Robert S. McNamara arbeitete während des Zweiten Weltkrieges
im amerikanischen Führungsstab für den Pazifik-Feldzug
gegen Japan mit, gehörte anschließend zur Manager-Riege,
die aus der Ford Motor Company ein Weltunternehmen
formte, und wurde schließlich von John F. Kennedy zum Verteidigungsminister
berufen - einen Job, den er sieben Jahre ausübte, während
denen er sowohl die Kuba-Krise als auch den Ausbruch des Vietnam-Krieges
im Nervenzentrum der US-Regierung miterlebte. Zu seiner Amtszeit
mindestens eine so kontroverse Figur wie der heutige Verteidigungsminister
Donald Rumsfeld, ist der jetzt 85-jährige McNamara inzwischen
der vielleicht intelligenteste politische Analyst Amerikas.
Errol Morris ist für den Dokumentarfilm nicht weniger wichtig
als Alfred Hitchcock für den Suspense-Thriller. Sein Debüt
"Gates of Heaven" von 1978 - eine Dokumentation über
Tierfriedhöfe, ihre Kunden und Besitzer - zählt der amerikanische
Kritikerpapst Roger Ebert zu seinen persönlichen Film-Top Ten
aller Zeiten, 1988 klärte Morris mit seinem Film "The
Thin Blue Line" einen bereits abgeschlossenen Mordfall neu
auf und rettete so einen Unschuldigen vor dem elektrischen Stuhl.

Einträge zur Suche nach benannten Objekten
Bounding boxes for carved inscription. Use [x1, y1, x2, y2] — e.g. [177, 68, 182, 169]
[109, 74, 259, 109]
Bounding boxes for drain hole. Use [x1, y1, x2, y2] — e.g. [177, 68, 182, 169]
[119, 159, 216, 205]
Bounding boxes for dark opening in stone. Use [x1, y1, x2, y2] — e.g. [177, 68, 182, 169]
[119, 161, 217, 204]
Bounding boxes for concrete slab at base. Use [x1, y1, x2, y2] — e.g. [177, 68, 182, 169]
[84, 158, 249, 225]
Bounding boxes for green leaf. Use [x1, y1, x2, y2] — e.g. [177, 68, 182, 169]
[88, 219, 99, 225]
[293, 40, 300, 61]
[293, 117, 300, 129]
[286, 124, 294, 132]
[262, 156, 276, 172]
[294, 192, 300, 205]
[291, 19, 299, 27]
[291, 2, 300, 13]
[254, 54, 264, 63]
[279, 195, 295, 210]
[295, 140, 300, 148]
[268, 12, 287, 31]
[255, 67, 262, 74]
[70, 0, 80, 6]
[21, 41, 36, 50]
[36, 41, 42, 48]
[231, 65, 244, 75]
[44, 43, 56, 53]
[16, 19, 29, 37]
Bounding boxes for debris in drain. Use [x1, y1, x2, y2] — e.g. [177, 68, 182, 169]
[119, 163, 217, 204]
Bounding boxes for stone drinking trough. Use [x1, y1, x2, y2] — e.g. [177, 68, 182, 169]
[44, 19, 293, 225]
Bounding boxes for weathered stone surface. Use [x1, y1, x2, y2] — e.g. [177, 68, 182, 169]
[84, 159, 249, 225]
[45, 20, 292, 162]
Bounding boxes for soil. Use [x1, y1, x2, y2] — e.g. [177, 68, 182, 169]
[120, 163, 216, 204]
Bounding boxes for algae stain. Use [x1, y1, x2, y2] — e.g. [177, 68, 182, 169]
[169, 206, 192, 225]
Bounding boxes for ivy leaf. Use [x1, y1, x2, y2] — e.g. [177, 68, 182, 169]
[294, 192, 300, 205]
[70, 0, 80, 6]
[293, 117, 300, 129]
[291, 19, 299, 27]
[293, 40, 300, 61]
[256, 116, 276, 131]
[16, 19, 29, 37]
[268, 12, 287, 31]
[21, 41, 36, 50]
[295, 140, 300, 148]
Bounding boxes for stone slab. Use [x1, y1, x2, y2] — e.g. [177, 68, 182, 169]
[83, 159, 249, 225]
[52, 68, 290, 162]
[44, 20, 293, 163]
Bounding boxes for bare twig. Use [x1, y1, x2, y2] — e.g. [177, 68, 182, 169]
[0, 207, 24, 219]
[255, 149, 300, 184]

--

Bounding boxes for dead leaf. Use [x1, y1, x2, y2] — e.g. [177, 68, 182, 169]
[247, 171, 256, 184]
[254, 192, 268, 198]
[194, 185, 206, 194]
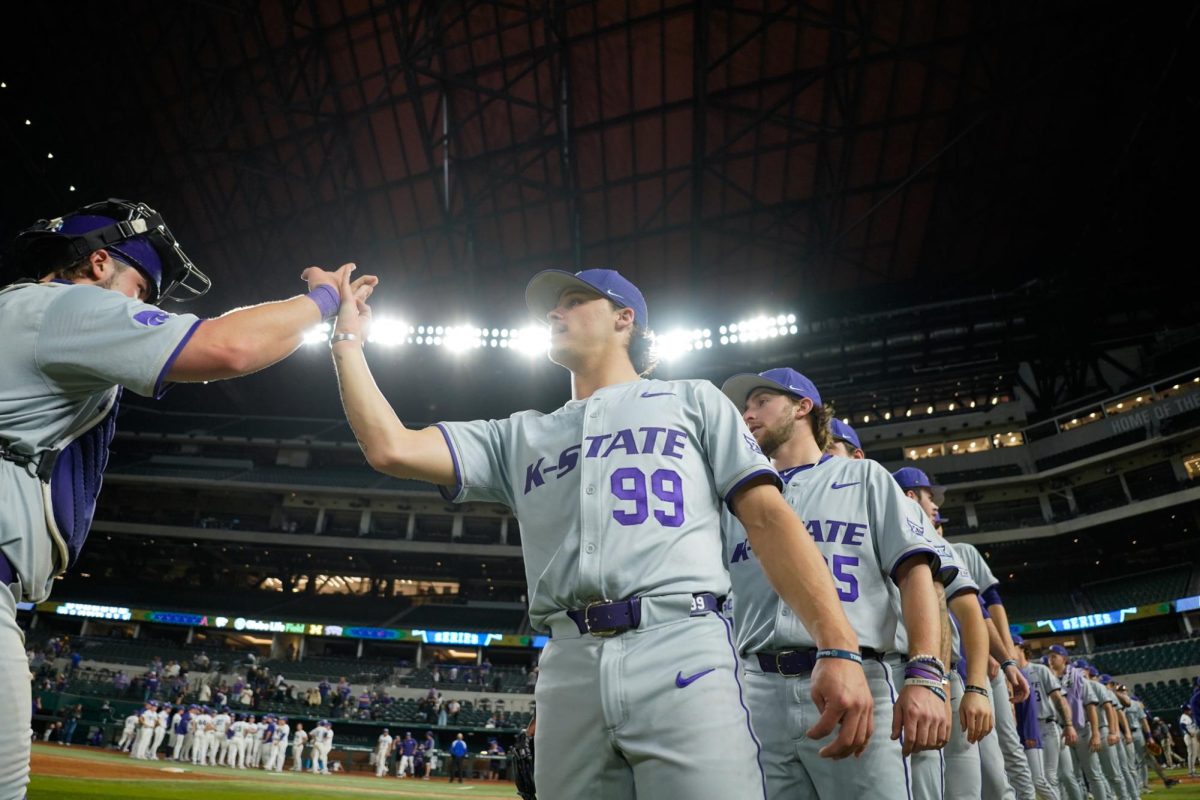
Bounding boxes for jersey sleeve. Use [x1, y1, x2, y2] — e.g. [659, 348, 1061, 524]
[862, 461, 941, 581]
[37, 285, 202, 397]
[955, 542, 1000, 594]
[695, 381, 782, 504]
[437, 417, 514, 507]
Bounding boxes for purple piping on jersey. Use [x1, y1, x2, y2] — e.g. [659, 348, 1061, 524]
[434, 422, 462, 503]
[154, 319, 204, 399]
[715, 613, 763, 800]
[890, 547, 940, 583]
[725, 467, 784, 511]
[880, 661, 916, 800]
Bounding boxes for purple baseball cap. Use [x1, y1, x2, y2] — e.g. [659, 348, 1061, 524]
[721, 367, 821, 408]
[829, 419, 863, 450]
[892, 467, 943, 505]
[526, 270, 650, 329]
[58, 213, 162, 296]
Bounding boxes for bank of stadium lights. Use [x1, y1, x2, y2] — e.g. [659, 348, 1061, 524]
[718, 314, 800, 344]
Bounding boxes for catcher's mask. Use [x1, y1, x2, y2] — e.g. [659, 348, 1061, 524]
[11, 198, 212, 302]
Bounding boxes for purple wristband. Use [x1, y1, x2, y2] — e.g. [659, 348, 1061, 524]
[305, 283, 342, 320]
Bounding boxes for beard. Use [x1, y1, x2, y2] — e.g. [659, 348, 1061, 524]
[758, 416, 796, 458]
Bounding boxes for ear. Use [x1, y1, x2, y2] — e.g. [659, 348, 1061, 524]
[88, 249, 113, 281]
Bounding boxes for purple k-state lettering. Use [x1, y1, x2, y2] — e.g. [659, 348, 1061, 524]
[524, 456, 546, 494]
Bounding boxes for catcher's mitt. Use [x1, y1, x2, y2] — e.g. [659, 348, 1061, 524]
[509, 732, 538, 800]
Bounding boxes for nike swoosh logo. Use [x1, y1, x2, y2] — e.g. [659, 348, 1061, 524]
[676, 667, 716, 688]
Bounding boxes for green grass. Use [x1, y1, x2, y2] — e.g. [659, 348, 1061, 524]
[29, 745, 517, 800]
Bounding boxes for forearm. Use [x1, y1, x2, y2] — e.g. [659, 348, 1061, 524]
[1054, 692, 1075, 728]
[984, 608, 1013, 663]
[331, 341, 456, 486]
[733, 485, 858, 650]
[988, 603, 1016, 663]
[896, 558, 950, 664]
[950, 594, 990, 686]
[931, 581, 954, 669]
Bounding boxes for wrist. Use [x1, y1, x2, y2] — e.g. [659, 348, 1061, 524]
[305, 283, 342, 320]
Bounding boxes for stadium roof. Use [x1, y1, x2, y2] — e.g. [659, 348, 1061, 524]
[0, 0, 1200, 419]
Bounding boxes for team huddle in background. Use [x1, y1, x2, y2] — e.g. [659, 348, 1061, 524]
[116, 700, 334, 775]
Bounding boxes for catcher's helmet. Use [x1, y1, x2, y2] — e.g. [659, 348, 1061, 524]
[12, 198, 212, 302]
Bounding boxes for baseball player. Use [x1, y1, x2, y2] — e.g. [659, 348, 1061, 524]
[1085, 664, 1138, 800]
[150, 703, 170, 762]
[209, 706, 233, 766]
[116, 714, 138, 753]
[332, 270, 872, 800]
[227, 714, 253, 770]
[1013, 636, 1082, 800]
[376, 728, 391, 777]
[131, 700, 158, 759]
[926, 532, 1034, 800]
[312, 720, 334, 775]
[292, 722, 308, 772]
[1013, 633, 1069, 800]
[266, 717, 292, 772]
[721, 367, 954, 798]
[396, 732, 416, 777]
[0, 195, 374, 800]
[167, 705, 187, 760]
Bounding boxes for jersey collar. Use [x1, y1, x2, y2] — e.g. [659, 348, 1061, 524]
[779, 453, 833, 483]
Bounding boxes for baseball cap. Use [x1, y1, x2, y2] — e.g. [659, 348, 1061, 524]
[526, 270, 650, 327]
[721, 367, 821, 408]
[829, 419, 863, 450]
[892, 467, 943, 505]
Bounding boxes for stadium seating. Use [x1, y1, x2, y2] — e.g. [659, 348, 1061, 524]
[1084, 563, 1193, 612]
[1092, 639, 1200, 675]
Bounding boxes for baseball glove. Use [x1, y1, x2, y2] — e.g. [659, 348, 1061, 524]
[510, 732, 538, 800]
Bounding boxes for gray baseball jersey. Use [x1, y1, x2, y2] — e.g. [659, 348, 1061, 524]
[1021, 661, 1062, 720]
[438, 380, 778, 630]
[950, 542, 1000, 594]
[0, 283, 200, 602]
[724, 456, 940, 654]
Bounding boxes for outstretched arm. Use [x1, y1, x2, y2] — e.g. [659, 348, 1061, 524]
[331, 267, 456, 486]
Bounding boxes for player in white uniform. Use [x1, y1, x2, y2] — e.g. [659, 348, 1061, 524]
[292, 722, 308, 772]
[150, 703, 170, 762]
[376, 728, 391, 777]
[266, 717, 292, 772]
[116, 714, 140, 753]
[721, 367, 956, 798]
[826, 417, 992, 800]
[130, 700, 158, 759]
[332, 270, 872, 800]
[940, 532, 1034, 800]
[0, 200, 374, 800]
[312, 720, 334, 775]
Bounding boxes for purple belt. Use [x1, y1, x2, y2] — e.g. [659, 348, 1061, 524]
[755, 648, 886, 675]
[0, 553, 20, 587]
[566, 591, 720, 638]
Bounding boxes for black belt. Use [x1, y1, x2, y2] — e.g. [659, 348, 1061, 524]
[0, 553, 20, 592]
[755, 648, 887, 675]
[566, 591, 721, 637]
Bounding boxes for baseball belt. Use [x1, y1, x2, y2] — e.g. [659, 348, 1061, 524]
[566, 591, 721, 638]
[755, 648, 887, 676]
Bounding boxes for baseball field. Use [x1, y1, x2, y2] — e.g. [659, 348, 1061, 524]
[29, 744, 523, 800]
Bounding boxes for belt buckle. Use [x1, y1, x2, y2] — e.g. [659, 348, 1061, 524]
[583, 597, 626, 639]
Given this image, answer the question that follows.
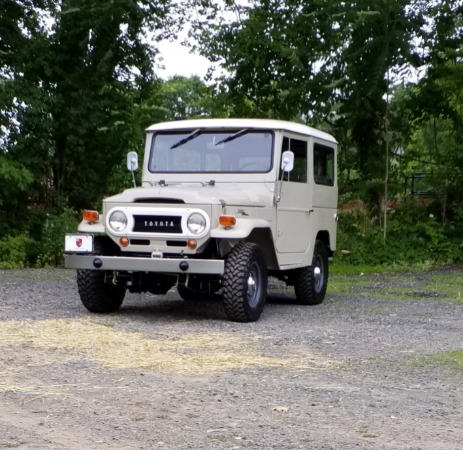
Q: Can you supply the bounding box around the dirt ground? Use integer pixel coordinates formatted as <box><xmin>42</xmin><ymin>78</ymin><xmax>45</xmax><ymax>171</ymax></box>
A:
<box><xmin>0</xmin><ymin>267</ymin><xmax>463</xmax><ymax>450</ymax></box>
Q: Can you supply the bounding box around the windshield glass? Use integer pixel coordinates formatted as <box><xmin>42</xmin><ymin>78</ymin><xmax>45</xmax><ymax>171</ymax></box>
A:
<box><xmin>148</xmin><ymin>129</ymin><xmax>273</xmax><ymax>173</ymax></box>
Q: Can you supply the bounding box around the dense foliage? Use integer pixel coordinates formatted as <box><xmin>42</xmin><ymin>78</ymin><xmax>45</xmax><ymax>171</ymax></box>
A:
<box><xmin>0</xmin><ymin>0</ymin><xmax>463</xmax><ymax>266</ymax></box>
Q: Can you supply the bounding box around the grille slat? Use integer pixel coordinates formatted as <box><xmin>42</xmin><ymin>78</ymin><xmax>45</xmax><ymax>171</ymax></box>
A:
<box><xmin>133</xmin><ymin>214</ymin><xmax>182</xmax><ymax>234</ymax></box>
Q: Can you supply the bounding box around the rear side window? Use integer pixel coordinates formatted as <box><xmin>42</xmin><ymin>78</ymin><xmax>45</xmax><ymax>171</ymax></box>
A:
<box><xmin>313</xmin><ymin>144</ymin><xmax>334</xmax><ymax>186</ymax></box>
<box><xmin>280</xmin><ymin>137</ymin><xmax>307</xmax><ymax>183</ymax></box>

Folgendes bearbeiten:
1: Zitiere aus dem Textauszug wörtlich die Stelle von „Robert S. McNamara“ bis einschließlich „politische Analyst Amerikas.“.
2: Fasse den Absatz des Textauszugs, der mit „Errol Morris ist für den Dokumentarfilm“ beginnt, als kurze Liste mit seinen wichtigsten Fakten zusammen.

Lösungen je Aufgabe:
1:
Robert S. McNamara arbeitete während des Zweiten Weltkrieges
im amerikanischen Führungsstab für den Pazifik-Feldzug
gegen Japan mit, gehörte anschließend zur Manager-Riege,
die aus der Ford Motor Company ein Weltunternehmen
formte, und wurde schließlich von John F. Kennedy zum Verteidigungsminister
berufen - einen Job, den er sieben Jahre ausübte, während
denen er sowohl die Kuba-Krise als auch den Ausbruch des Vietnam-Krieges
im Nervenzentrum der US-Regierung miterlebte. Zu seiner Amtszeit
mindestens eine so kontroverse Figur wie der heutige Verteidigungsminister
Donald Rumsfeld, ist der jetzt 85-jährige McNamara inzwischen
der vielleicht intelligenteste politische Analyst Amerikas.

2:
- Errol Morris ist für den Dokumentarfilm nicht weniger wichtig als Alfred Hitchcock für den Suspense-Thriller.
- Sein Debüt „Gates of Heaven“ von 1978 ist eine Dokumentation über Tierfriedhöfe, ihre Kunden und Besitzer.
- Der Kritiker Roger Ebert zählt diesen Film zu seinen persönlichen Top Ten aller Zeiten.
- Mit „The Thin Blue Line“ klärte Morris 1988 einen bereits abgeschlossenen Mordfall neu auf und rettete so einen Unschuldigen vor dem elektrischen Stuhl.